'''

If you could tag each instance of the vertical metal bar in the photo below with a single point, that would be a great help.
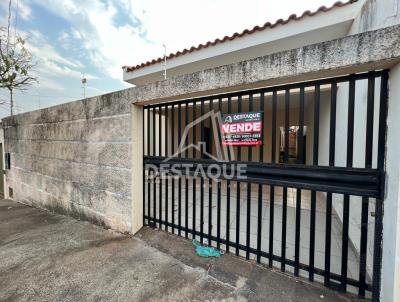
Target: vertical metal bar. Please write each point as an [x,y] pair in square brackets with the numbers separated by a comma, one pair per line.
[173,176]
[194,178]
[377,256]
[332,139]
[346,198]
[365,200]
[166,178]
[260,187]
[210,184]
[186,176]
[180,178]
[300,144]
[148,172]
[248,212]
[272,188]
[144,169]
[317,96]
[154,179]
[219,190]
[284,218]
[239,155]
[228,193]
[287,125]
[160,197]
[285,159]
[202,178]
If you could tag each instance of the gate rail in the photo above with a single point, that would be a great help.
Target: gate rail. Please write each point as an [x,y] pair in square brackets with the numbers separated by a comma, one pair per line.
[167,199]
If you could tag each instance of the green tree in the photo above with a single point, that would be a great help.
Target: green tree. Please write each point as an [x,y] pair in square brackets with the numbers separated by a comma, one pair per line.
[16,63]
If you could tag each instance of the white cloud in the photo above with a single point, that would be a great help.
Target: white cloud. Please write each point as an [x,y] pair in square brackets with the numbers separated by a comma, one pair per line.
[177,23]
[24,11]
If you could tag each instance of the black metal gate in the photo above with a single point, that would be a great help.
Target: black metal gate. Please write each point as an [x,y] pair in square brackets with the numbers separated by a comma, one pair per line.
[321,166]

'''
'''

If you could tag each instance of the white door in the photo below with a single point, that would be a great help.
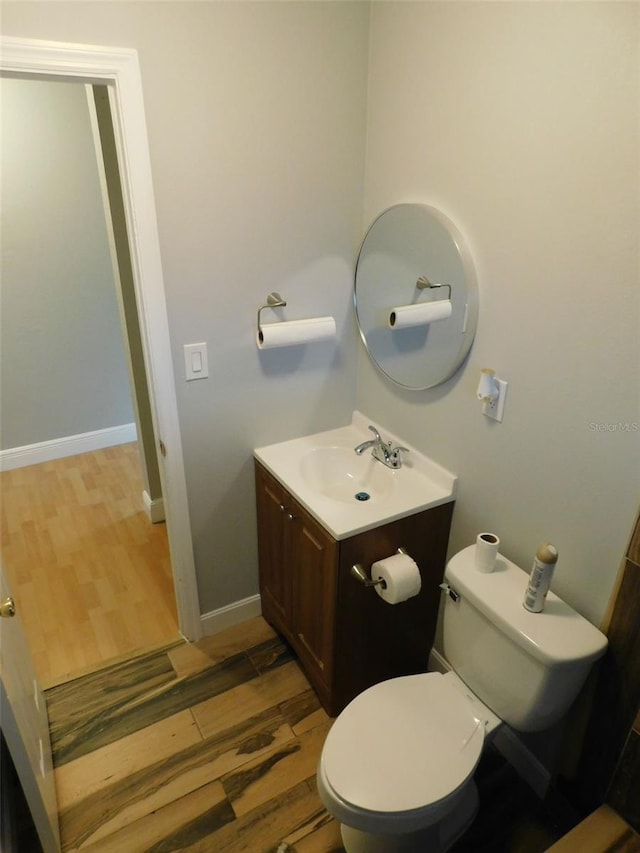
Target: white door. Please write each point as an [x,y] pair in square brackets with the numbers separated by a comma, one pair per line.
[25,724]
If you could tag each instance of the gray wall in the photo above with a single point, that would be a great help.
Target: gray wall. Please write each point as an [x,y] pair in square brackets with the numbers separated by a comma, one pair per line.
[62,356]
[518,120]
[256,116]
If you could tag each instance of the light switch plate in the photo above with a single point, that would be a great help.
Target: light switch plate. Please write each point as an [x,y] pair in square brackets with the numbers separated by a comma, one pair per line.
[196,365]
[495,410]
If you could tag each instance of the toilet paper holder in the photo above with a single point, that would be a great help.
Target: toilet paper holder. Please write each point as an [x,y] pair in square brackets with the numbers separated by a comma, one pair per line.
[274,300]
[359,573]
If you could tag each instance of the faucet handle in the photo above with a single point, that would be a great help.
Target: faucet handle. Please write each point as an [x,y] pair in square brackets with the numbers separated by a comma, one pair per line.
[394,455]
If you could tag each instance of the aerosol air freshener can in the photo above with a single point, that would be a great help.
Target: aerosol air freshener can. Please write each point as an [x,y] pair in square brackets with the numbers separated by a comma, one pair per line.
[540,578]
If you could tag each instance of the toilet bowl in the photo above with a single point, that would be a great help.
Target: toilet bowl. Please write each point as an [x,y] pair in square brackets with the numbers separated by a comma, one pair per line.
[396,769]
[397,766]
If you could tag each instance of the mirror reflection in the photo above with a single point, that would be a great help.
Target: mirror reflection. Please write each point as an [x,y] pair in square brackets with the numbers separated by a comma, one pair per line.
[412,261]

'''
'''

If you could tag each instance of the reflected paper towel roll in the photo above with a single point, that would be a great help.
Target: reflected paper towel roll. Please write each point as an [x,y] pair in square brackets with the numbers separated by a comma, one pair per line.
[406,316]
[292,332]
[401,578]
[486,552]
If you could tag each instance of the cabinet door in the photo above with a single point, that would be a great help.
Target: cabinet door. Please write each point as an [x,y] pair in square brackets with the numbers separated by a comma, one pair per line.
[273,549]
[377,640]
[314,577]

'''

The lines above from the line with "If you could tag each instance of the vertical" through the line with "If you could tag each instance of the gate" are to be given again word for word, with no pictures among them.

If you could tag each instance of the vertical metal bar in the photo below with a single point, that would be a great help.
Target: vertical metal bar. Please write each point as an [x,y] pair in square brackets with the numbers separated by a comma, one pair per line.
[173,176]
[194,178]
[377,256]
[332,139]
[346,198]
[365,200]
[166,178]
[260,187]
[210,184]
[186,176]
[180,178]
[300,144]
[148,172]
[248,212]
[272,188]
[144,169]
[317,96]
[154,179]
[219,190]
[284,218]
[239,155]
[228,193]
[287,125]
[160,197]
[285,159]
[202,178]
If you could tag each instance of the gate rail in the photo above with a single point, that would be a great help.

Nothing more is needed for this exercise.